## start

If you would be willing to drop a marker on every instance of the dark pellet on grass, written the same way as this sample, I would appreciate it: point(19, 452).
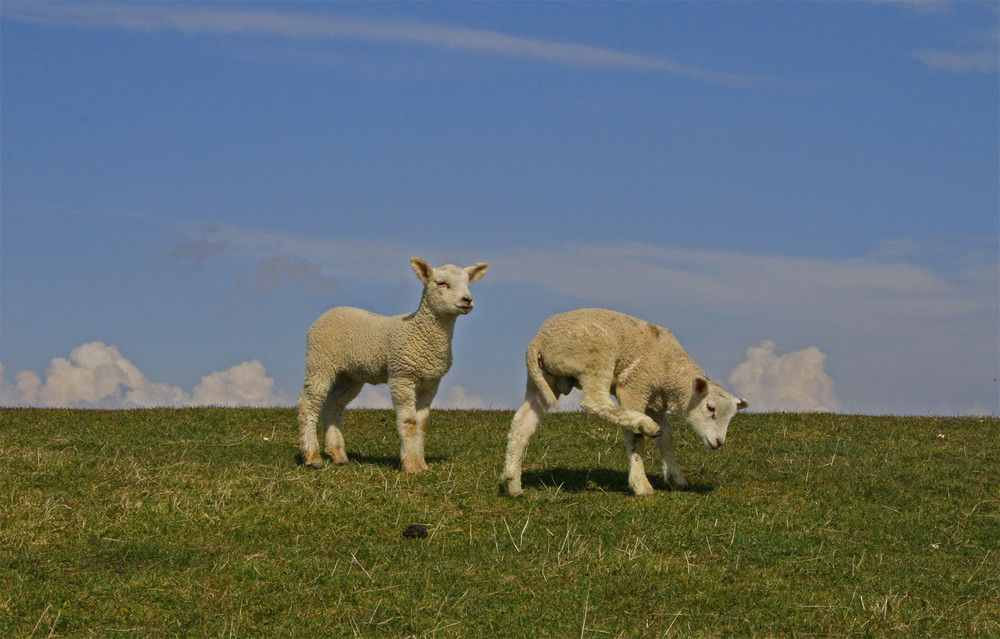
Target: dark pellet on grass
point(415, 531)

## end
## start

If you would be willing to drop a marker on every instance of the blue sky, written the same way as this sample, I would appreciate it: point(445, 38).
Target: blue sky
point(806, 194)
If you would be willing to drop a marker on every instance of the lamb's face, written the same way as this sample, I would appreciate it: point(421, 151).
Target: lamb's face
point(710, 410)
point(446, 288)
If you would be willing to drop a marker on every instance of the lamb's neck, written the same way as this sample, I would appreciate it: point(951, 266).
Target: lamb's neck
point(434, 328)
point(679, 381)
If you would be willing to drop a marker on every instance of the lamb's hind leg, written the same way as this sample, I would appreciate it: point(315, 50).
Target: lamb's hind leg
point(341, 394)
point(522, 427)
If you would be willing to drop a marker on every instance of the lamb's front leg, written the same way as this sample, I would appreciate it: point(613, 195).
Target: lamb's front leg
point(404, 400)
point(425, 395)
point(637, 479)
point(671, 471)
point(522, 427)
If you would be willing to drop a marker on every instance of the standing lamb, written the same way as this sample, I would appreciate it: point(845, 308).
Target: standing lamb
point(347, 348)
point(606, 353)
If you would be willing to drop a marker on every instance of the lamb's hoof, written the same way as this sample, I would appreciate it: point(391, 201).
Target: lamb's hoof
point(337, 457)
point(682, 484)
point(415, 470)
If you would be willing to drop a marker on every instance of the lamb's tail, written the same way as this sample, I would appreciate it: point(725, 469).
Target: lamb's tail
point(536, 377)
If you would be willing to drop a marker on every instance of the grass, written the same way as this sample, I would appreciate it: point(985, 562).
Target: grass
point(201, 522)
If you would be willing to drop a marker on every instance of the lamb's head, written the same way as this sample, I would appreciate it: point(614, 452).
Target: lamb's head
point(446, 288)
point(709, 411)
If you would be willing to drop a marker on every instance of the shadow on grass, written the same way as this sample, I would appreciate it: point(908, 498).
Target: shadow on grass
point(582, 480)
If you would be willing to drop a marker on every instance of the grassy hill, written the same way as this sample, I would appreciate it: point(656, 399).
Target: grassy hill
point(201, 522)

## end
## start

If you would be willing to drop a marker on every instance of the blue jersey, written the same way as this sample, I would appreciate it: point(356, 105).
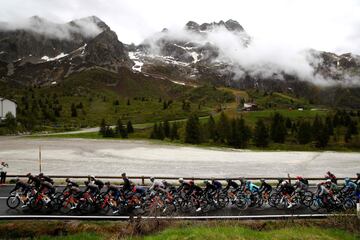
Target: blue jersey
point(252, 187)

## end

■ **What this task involves**
Gather every line of the listing above that contains the word "hind", and copy each one in full.

■ **Exercise solution**
If you would be willing to drop a marker on every instance of the lamb's hind leg, written the same way as this sample, I would appreciate it: point(315, 50).
Target: lamb's hind leg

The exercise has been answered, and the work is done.